DIRECTIVE
Write out, without any change, the part of the data below that opens with the line containing "find the person" and closes with the line containing "left=0, top=274, right=167, bottom=403", both lines included.
start
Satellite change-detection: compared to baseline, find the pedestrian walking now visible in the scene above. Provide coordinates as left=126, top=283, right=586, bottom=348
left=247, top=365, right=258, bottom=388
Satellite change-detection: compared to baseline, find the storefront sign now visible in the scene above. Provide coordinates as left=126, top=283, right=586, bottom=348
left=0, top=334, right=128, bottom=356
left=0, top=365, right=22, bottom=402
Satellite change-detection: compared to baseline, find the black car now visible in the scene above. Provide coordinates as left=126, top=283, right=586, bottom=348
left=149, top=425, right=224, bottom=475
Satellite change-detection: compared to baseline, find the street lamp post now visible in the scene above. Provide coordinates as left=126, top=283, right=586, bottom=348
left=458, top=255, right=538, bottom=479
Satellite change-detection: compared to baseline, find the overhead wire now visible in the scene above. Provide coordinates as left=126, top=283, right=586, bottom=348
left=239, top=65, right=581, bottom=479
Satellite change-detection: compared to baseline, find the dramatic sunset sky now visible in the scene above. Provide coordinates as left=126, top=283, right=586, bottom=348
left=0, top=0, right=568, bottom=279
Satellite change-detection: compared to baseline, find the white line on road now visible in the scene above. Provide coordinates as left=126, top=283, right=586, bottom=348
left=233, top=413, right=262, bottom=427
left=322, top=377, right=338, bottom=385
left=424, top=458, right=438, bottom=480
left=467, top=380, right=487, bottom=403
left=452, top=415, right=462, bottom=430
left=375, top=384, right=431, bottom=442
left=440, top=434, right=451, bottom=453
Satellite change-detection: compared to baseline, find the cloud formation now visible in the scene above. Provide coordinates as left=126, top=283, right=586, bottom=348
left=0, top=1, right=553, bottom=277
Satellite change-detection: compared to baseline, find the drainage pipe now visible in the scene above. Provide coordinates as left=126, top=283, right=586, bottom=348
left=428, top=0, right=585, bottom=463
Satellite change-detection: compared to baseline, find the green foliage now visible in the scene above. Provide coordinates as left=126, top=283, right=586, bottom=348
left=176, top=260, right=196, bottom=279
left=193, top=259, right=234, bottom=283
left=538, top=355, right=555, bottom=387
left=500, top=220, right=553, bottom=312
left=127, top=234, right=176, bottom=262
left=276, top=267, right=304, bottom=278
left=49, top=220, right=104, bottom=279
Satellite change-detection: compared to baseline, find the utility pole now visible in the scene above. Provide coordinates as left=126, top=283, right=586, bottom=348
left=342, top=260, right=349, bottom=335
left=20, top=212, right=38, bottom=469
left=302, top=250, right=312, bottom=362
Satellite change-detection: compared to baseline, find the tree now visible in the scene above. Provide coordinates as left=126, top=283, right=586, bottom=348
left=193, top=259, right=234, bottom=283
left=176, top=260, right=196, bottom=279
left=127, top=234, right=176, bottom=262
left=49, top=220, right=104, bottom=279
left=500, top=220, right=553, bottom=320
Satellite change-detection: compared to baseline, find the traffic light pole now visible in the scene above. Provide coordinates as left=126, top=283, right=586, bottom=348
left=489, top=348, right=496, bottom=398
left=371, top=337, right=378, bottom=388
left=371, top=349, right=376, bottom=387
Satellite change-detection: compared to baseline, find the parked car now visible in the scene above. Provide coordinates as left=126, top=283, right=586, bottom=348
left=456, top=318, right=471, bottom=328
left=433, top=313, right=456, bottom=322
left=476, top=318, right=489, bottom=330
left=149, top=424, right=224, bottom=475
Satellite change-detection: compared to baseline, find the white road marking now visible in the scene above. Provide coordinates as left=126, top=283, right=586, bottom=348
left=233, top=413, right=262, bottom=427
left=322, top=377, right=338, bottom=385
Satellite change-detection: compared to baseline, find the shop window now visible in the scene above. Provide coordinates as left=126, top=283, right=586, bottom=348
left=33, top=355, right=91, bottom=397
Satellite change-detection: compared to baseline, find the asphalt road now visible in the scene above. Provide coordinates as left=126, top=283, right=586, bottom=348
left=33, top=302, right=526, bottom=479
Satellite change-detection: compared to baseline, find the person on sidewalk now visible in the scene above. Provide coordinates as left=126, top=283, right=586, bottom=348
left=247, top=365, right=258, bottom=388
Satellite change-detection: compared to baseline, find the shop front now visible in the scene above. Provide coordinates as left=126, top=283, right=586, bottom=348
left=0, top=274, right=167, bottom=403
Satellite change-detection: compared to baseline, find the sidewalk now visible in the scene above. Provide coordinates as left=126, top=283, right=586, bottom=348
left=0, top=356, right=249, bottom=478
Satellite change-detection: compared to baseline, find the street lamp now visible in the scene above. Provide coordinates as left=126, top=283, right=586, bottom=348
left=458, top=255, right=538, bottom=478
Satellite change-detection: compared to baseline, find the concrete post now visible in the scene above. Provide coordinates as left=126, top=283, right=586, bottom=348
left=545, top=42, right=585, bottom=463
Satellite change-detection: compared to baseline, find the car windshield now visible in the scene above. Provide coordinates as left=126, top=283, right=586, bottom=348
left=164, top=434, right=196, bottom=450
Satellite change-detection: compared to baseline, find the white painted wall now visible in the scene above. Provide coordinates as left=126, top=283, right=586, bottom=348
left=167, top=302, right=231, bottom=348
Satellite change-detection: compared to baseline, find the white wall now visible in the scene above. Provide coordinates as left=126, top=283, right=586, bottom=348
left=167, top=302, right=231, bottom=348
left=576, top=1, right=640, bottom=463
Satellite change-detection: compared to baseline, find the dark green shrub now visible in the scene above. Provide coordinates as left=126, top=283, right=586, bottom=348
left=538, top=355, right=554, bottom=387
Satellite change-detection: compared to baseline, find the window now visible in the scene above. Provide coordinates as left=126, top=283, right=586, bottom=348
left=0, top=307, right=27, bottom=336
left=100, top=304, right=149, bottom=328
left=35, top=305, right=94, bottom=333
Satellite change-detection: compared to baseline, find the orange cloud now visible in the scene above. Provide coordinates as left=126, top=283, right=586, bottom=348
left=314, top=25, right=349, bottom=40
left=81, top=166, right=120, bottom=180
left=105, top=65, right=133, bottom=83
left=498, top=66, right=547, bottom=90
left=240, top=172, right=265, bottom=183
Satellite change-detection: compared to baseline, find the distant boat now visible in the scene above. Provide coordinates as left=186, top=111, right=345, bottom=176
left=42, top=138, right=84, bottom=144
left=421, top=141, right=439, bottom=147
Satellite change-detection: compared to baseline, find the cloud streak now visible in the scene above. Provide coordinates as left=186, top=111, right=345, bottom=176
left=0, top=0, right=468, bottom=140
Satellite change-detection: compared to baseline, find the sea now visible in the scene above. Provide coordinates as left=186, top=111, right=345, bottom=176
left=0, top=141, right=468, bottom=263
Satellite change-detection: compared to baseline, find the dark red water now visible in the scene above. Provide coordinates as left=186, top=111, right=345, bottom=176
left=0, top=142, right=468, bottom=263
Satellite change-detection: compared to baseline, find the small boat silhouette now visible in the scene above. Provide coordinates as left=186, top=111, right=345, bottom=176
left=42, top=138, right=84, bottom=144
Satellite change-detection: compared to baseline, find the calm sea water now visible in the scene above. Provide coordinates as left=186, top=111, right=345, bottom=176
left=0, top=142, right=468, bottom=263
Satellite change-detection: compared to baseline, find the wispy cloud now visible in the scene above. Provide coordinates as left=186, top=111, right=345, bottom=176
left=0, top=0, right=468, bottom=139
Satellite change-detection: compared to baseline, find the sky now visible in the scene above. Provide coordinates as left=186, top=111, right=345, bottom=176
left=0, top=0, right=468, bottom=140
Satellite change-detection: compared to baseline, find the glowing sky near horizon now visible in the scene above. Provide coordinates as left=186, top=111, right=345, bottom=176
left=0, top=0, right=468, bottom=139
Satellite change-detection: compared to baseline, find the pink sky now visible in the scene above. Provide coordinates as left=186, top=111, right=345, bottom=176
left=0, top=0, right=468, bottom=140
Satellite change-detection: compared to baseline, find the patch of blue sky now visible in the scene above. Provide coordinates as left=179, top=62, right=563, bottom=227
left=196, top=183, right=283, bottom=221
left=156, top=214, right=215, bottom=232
end
ANSWER
Satellite change-detection: compared to baseline, find the person on sidewalk now visible in the scene above. Provide coordinates as left=126, top=283, right=586, bottom=348
left=247, top=365, right=258, bottom=388
Satellite change-detection: compared to baseline, find the shop front now visible in the scene above. Provide coordinates as left=126, top=283, right=586, bottom=348
left=0, top=274, right=167, bottom=403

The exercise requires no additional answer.